> _Action item_
For this exercise, transcribe all the records below exactly.

*** Block opens ***

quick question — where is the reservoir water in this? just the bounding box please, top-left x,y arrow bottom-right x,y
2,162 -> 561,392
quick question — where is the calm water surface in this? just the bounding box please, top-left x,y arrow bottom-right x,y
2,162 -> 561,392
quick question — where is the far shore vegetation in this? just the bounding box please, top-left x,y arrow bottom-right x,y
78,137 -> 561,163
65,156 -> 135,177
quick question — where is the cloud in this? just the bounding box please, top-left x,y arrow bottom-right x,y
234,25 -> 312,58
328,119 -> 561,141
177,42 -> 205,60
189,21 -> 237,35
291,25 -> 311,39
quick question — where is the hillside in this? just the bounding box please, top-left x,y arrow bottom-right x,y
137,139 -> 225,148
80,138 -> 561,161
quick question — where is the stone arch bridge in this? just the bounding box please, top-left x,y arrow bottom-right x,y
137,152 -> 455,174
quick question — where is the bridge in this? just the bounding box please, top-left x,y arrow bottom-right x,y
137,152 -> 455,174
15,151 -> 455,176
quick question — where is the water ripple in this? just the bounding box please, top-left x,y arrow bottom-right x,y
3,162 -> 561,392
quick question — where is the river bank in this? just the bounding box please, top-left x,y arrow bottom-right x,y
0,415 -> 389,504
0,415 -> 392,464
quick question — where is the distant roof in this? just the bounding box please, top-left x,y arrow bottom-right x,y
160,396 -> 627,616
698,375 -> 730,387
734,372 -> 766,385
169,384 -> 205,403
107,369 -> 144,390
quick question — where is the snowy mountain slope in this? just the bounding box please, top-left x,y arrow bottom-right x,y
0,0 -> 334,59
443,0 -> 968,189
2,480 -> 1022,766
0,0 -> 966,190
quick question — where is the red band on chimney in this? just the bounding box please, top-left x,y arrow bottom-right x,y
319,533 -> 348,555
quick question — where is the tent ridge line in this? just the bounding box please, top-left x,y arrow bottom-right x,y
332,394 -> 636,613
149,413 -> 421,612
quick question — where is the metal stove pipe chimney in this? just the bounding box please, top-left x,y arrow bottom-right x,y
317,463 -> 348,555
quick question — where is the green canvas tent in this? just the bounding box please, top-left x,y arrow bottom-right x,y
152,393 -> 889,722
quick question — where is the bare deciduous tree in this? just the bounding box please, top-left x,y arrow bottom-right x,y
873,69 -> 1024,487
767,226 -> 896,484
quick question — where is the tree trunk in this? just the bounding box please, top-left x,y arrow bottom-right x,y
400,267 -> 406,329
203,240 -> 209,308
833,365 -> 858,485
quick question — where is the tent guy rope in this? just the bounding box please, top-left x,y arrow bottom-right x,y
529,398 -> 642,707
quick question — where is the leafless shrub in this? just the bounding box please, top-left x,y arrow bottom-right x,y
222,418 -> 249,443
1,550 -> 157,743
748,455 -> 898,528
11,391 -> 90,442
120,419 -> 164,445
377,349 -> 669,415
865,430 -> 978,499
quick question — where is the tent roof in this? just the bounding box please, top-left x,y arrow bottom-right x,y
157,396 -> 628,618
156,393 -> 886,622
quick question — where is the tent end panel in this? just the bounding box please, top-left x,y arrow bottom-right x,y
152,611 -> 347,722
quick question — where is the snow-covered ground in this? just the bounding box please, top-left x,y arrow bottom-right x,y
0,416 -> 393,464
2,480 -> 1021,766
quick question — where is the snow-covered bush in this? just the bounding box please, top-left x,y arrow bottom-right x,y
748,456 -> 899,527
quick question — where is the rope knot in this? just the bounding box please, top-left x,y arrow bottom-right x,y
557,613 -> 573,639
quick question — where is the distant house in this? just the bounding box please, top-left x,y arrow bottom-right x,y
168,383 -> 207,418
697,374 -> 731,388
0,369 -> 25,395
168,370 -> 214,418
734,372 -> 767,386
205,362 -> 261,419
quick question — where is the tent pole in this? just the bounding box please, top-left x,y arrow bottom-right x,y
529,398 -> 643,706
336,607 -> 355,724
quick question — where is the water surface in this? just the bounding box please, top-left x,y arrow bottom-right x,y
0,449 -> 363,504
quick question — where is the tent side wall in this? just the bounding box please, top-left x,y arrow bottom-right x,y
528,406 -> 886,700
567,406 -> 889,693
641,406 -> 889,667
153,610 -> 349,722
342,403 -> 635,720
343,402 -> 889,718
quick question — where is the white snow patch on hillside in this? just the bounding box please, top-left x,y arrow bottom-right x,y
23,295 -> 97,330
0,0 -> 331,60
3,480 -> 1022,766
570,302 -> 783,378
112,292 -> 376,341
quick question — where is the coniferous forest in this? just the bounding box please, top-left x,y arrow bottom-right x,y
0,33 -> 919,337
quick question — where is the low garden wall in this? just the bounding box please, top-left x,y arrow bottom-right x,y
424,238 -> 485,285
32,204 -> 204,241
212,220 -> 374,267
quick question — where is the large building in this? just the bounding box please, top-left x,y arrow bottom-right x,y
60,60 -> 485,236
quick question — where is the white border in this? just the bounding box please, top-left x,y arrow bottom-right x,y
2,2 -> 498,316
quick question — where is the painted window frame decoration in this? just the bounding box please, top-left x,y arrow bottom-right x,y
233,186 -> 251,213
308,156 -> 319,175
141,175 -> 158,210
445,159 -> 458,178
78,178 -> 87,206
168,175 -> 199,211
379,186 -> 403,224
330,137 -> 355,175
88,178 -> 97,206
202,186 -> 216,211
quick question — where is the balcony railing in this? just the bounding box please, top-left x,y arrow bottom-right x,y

*** Block closes ***

> _Solution to the exercise_
quick question — where is the reservoir water in this? just the bounding box please, top-left x,y arrow bottom-right x,y
2,162 -> 561,392
quick question — where is the calm water surface in this? just the bounding box please, top-left x,y arrow bottom-right x,y
2,162 -> 561,392
quick question — where is the far shore vegetation in this? just the bounding box please, top-left x,y arrow bottom-right x,y
78,137 -> 561,163
65,156 -> 135,177
quick question — where is the cloud in this? just the bounding box please, top-left x,y arrow bottom-right x,y
234,25 -> 312,58
328,119 -> 561,141
177,42 -> 205,60
189,21 -> 237,35
291,25 -> 311,39
quick question — where is the hillside in this? just the bounding box please, top-left x,y arrow bottom-right x,y
137,139 -> 225,148
80,138 -> 561,161
quick question — where is the stone arch bridge in this? just the bounding box please, top-left x,y arrow bottom-right x,y
137,152 -> 455,174
quick question — where is the bridge in this? just the bounding box please, top-left x,y arrow bottom-right x,y
137,152 -> 455,174
15,151 -> 455,176
quick question — where is the water ripple in this? just the bounding box please, top-left x,y arrow bottom-right x,y
3,162 -> 561,392
quick question — where is the river bank in this? just the bounding box please, top-left x,y arrow bottom-right x,y
0,415 -> 389,504
0,415 -> 392,464
quick question — where is the distant roof in this? just the bounding box please, top-left x,y arrow bottom-right x,y
160,396 -> 627,616
698,375 -> 730,387
734,372 -> 766,385
169,384 -> 205,403
107,369 -> 144,390
quick question — where is the snowy mountain slope in this? just the bounding box please, top-left x,y arrow bottom-right x,y
0,0 -> 334,59
443,0 -> 968,189
2,480 -> 1022,766
0,0 -> 966,190
quick question — where is the red band on chimney in this? just the bounding box please, top-left x,y arrow bottom-right x,y
319,533 -> 348,555
quick question — where is the tent ridge line in this? just the bounding box please, top-left x,y arrow bottom-right x,y
332,394 -> 636,613
149,413 -> 421,612
quick question — where is the metal stove pipe chimney in this? just the bounding box please, top-left x,y arrow bottom-right x,y
317,463 -> 348,555
quick question — where is the green canvas tent in this? just the bounding box please, top-left x,y arrow bottom-right x,y
152,393 -> 889,722
quick question — where is the bare deciduous tree in this? just the bounding box please, top-left x,y arrow bottom-right x,y
873,69 -> 1024,487
767,226 -> 896,484
quick question — where is the tree trunk in this? just the bounding box please, top-left x,y arrow bottom-right x,y
400,267 -> 406,329
203,240 -> 209,308
833,365 -> 858,485
quick question — where is the tent guy rope in this? just the bounding box please, top-left x,y arrow bottom-right x,y
529,398 -> 642,707
quick question — where is the leafless shrub in this? just the bounding box please, top-left x,y arrow bottom-right x,y
222,418 -> 249,443
1,550 -> 157,743
748,455 -> 898,528
11,391 -> 90,442
120,419 -> 164,445
377,349 -> 669,415
865,430 -> 978,499
quick question — where is the tent roof in this? just the bounding box please, top-left x,y arrow bottom-right x,y
157,396 -> 628,618
156,393 -> 886,622
quick question — where is the tent end panel in this? just the bounding box please, top-left x,y arrow bottom-right x,y
152,611 -> 347,722
quick question — where is the snow-covered ground in this? just the bounding box please, top-left x,y arrow bottom-right x,y
0,416 -> 393,464
2,480 -> 1021,766
quick question — where is the snow-covered bush in this? just the bounding box please, top-left x,y arrow bottom-right x,y
748,456 -> 899,527
quick question — where is the rope knot in this? just the bounding box please, top-left x,y arrow bottom-right x,y
557,613 -> 573,639
quick question — where is the distant house in this? just the bounding box please, top-left x,y arrow bottom-right x,y
168,383 -> 207,418
697,374 -> 731,388
0,369 -> 25,395
168,370 -> 214,418
734,372 -> 767,386
205,362 -> 261,419
quick question — where is the tent pole in this? just the bounding box please, top-left x,y arrow bottom-right x,y
529,398 -> 643,706
336,607 -> 355,724
quick question — where is the water surface in this? just the bounding box please, top-left x,y arrow bottom-right x,y
0,449 -> 363,504
quick question — where is the tent side wall in this? just the bounding box please, top-left x,y arrow bottom-right x,y
528,406 -> 886,700
567,406 -> 889,693
641,406 -> 889,667
153,610 -> 349,722
342,403 -> 635,720
343,402 -> 889,718
quick question — where is the white snow patch on hillside in this? just the bounding box please, top-left x,y arrow bottom-right x,y
23,295 -> 97,330
0,0 -> 331,60
3,480 -> 1022,766
570,302 -> 783,378
112,292 -> 376,341
quick question — where is the coniferous forest in this? just the bounding box please, top-left x,y arrow bottom-right x,y
0,33 -> 919,337
quick question — where is the low garden wall in this? just the bounding box please, top-left x,y arrow bottom-right x,y
424,238 -> 485,285
32,204 -> 204,241
212,220 -> 374,267
quick question — where is the large building in this? just the bounding box please, top-left x,y arrow bottom-right x,y
60,60 -> 485,236
quick question — where is the white border in this? just the bounding box please, top-left x,y arrow bottom-right x,y
2,2 -> 498,316
quick question — where is the painted window frame decoration in this? just the bounding box please, top-left x,y arrow bottom-right x,y
233,186 -> 251,213
308,156 -> 319,175
141,175 -> 158,210
445,159 -> 458,178
78,178 -> 87,206
168,175 -> 199,211
379,186 -> 403,224
330,137 -> 355,175
88,178 -> 97,206
202,186 -> 216,211
quick question — where is the balcony railing in this? just the bounding box please, top-left x,y arrow bottom-right x,y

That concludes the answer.